*** Opening Task input ***
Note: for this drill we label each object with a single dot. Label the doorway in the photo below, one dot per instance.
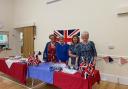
(27, 37)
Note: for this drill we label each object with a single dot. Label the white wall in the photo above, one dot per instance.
(96, 16)
(6, 18)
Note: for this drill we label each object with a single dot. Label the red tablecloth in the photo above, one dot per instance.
(69, 81)
(18, 70)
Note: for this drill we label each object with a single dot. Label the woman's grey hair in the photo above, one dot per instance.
(85, 33)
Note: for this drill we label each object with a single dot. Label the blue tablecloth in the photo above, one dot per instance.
(41, 72)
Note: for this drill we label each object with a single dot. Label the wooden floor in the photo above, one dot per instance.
(6, 83)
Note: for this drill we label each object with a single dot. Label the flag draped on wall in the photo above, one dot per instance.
(67, 34)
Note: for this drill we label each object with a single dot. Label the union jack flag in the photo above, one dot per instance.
(67, 34)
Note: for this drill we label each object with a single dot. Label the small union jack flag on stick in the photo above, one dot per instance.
(67, 34)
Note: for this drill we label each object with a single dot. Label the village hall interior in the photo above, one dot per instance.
(63, 44)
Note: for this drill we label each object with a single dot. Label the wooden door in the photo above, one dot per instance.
(28, 41)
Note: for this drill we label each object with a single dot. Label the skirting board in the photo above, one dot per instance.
(114, 79)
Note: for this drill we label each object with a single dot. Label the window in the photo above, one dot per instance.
(4, 40)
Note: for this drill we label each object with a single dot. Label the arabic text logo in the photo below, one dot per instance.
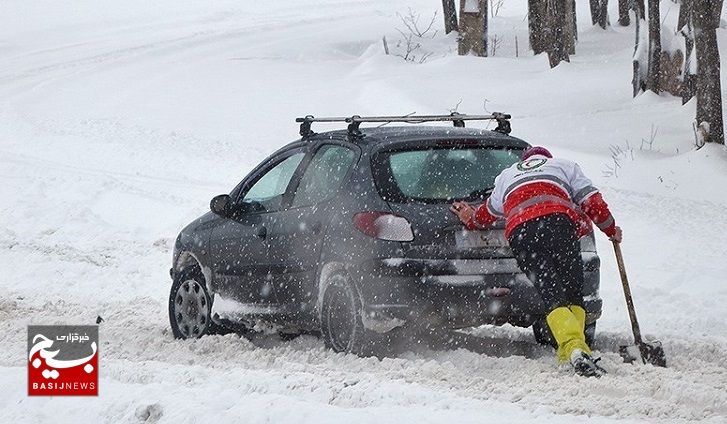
(62, 360)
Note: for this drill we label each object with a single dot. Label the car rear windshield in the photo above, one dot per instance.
(440, 174)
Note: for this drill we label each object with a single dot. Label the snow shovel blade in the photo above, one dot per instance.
(646, 352)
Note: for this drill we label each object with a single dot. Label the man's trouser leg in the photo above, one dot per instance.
(548, 252)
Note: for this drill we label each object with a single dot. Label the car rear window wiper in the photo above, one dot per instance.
(481, 193)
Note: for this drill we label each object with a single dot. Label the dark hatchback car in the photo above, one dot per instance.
(348, 234)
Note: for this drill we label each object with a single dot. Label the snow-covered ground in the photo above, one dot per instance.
(120, 120)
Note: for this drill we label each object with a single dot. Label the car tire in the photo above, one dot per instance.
(190, 306)
(544, 336)
(342, 327)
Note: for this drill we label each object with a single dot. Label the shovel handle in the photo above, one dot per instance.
(627, 293)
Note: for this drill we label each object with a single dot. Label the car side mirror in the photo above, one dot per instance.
(221, 205)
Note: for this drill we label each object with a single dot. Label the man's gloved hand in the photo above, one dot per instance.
(617, 235)
(464, 211)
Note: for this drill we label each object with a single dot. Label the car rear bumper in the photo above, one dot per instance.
(458, 293)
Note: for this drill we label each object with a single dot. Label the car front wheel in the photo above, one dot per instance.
(190, 306)
(342, 326)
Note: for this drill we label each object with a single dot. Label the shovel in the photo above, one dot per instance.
(649, 352)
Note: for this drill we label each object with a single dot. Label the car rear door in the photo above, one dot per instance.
(421, 183)
(298, 232)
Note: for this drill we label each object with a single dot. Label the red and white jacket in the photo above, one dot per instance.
(541, 186)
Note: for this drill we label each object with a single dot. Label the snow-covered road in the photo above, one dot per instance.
(119, 122)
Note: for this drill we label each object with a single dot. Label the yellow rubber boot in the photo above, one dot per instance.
(567, 329)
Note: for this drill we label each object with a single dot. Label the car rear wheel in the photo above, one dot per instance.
(342, 326)
(190, 306)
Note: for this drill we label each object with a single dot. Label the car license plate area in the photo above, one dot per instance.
(465, 239)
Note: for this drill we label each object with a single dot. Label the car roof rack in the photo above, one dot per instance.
(503, 123)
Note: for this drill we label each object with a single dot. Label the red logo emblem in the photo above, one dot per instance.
(62, 360)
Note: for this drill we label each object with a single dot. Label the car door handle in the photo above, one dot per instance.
(316, 227)
(261, 232)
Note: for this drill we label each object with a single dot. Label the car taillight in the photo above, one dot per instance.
(384, 226)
*** Closing Task input ***
● Problem to work on:
Print the data word for word and omit the pictures.

● Task answer:
Note: for this drill we label each object with a single dot. Label the doorway in the photo below, one dot per instance.
(27, 37)
Note: for this drill we label each object with a single dot. Label the white wall in the photo above, one dot per instance.
(96, 16)
(6, 18)
Note: for this drill we label each object with a single dot. Label the red tablecloth in the photo above, one dot per instance.
(69, 81)
(18, 70)
Note: for this drill we label each object with a single dot. Label the woman's grey hair in the photo above, one dot per instance.
(85, 33)
Note: for this drill we label each object with a single dot. Label the blue tablecloth in the photo above, one dot per instance.
(41, 72)
Note: for this drill we label each object with a single dot. Label the wooden floor in the photo above, one dot per instance.
(6, 83)
Note: for this drill we label each object with a single dot. Label the flag draped on wall in the photo above, one dot per instance.
(67, 34)
Note: for this drill we label each object with a single dot. Label the union jack flag in the photo above, one dot per instance.
(67, 34)
Note: for this drill we label each object with a single dot. Label the small union jack flag on stick in the photo above, one dot per instance.
(67, 34)
Note: for this drill we label each object with a single dot. Label the village hall interior in the photo above, one dot per instance.
(63, 44)
Note: for this drill we label each object with a single dot. Label the wooden door in the photo above, one dot per instance.
(28, 41)
Note: for this drill we label each object with a single dot. Label the skirting board in the photo above, one dot per instance.
(114, 79)
Note: for this drill we label each object with a single dot. Label the window in the photo above, one dot per instance.
(4, 40)
Note: for this drill we label each object with a single dot. Label the arabic text logo in the photo below, one dot per instance.
(62, 360)
Note: for this drill we label each object with a single dot. Label the car rear windshield in the photo above, one dot per instance.
(440, 174)
Note: for this drill we label each object with a single dot. Label the snow shovel blade in the photo above, one dot per instance.
(646, 352)
Note: for this drill we label each object with a single dot. Label the man's trouser leg in the photo above, one dot per instance.
(548, 252)
Note: for this drill we label each object with a single dot. Label the car rear window wiper in the photo above, one dot per instance.
(481, 193)
Note: for this drill we label each object with a single dot. Label the dark hatchback car in the photo above, one dot per instance.
(348, 234)
Note: for this drill we label each object with a single dot. Label the snow-covered ground in the photo above, one dot per instance.
(120, 120)
Note: for this drill we label each object with a single dot. Label the car tire in the photo above, one dot per instance.
(190, 306)
(544, 336)
(342, 327)
Note: for this drill we label each object with a single dot. Label the shovel handle in the photo above, one dot per instance.
(627, 293)
Note: for this drill we label each object with a single dot. Label the car side mirror in the photo above, one dot per instance.
(221, 205)
Note: for this drill we label each object with a single dot. Label the man's gloved hand in the photo above, one dot per instance.
(617, 235)
(464, 211)
Note: for this drill we label each object with a single dot. Label the car rear bumper in the photo above, one dot per instance.
(458, 293)
Note: for this drill we label each object with a single dot. Label the car front wheel in the photo above, one dot per instance.
(190, 306)
(342, 326)
Note: for this drill we label each object with a single dot. Label the shovel in the photo above, one dot per instance.
(649, 352)
Note: for this drill we label each object with a single dot. Label the car rear door in the photo above, one dot per instance.
(421, 183)
(298, 232)
Note: for this drill we label each object with a single dot. Label the red and white jacket in the photo above, one dot per instance.
(541, 186)
Note: for this drill we label each object with a single dot. Label the snow-covered road in the photo above, one dot per instance.
(119, 122)
Note: for this drill we label each object with a single dot. Label the yellow rubber boot in the photo above, one dot per instance.
(567, 329)
Note: for this drill we label each object with a single dot. Label the car rear wheel in the photo above, one dot per instance.
(342, 326)
(190, 306)
Note: for this drill we label each object with a single dot. Label the car license plate area in the photo above, one dot per instance.
(465, 239)
Note: for this drill we label each object with a single dot. Label the car roof rack in the photo above, one dot per instance.
(503, 123)
Note: for this drill we label each object with a single dot. Label the red logo emblem in the photo above, one dot per instance.
(62, 360)
Note: for this drill we label each object with a single dot. Label the car door handle in the photo above, one dot per instance.
(316, 227)
(261, 232)
Note: for this drill we label each object with a single dot. Label the car taillight in the photo above, one dot per instance.
(384, 226)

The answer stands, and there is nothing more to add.